··· TEXT SEGMENT

MARK DREYFUS MP

Member for Isaacs

ABC RN Drive Patricia Karvelas 4 October 2017

04 October 2017

SUBJECTS: COAG; Bob Hawke; marriage equality; magpies.

THE HON MARK DREYFUS QC MP
SHADOW ATTORNEY-GENERAL
SHADOW MINISTER FOR NATIONAL SECURITY
MEMBER FOR ISAACS

 

 

E&OE TRANSCRIPT

RADIO INTERVIEW

RN DRIVE

WEDNESDAY, 4 OCTOBER 2017

 

SUBJECTS: COAG; Bob Hawke; marriage equality; magpies.

 

PATRICIA KARVELAS, HOST: Mark Dreyfus is the Shadow Attorney-General and the Shadow Minister for National Security. Welcome to RN Drive.

MARK DREYFUS, SHADOW ATTORNEY-GENERAL: Thanks for having me Patricia.

KARVELAS: AFP Commissioner Andrew Colvin says police need to detain terrorism suspects longer to allow them to investigate. Is there any reason they should not be able to? Are you willing to accept this 14 day limit?

DREYFUS: As always with proposals from our agencies that are needed for national security or counter-terrorism reasons, we will look at whatever proposal the government puts forward. I think you can see from our four years in opposition that we've largely supported proposals the governments brought forward, very often suggesting improvements and additional safeguards which the government has accepted. And on this occasion, when the government produces legislation, well look at it.

KARVELAS: The government says that courts will oversee the process. What should the legal threshold be for them to grant this power to police?

DREYFUS: This has to be considered at a federal level against the background of the Attorney-General, George Brandis, saying a couple of years back, that there are real constitutional problems about pre-charge detention, which is what this is. This is picking someone off the street, probably a person of interest, or possibly someone that's just assisting police with their enquiries, and before they're charged holding them for up to 14 days. I appreciate that that's already occurred in New South Wales. They've changed the law there, but at a federal level we have a constitutional restraint, which says that the executive cannot take over what are judicial powers. That's the problem that George Brandis was pointing to two years ago, whether or not the Commonwealth has come up with some way to fix that constitutional problem. We wont know until we see the detail and the legislation that the government puts forward.

KARVELAS: But what is your instinct? You say if they have managed to deal with this constitutional issue, is your instinct to support this?

DREYFUS: My instinct as always with national security legislation is to look at where the balance should lie. Would this make us safer is not the only question. We also have to ask, what would this cost us? What would this cost us in terms of loss of personal freedom, and every time you have to carefully examine what the balance should be. Just saying this may make us safer, which as it happens I don't think the government has yet explained. They've talked a lot about the importance of national consistency, but I don't think they've yet explained operationally how this will make us safer. If that can be satisfactorily explained to the Australian community and the loss of personal freedom that's involved here can be justified, then I can predict that Labor is likely to support the legislation. But that balance assessment can only be done when we have the legislation in front of us.

KARVELAS: If you're just tuning in, Mark Dreyfus is our guest. He's a Labor frontbencher and our number is 0418 226 576. New South Wales is the only state that has the 14 day model in place. Children can be detained under their system. Should that New South Wales model be a national template?

······
··· COLLECTED MATERIAL

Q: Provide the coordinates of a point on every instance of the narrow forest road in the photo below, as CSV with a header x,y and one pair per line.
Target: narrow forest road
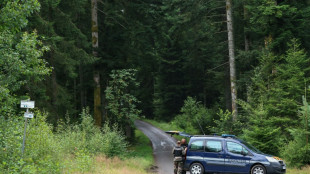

······

PROBLEM STATEMENT
In the interview transcript, which state is said to be the only one with the 14-day detention model in place?

OUTPUT OF THE TASK
New South Wales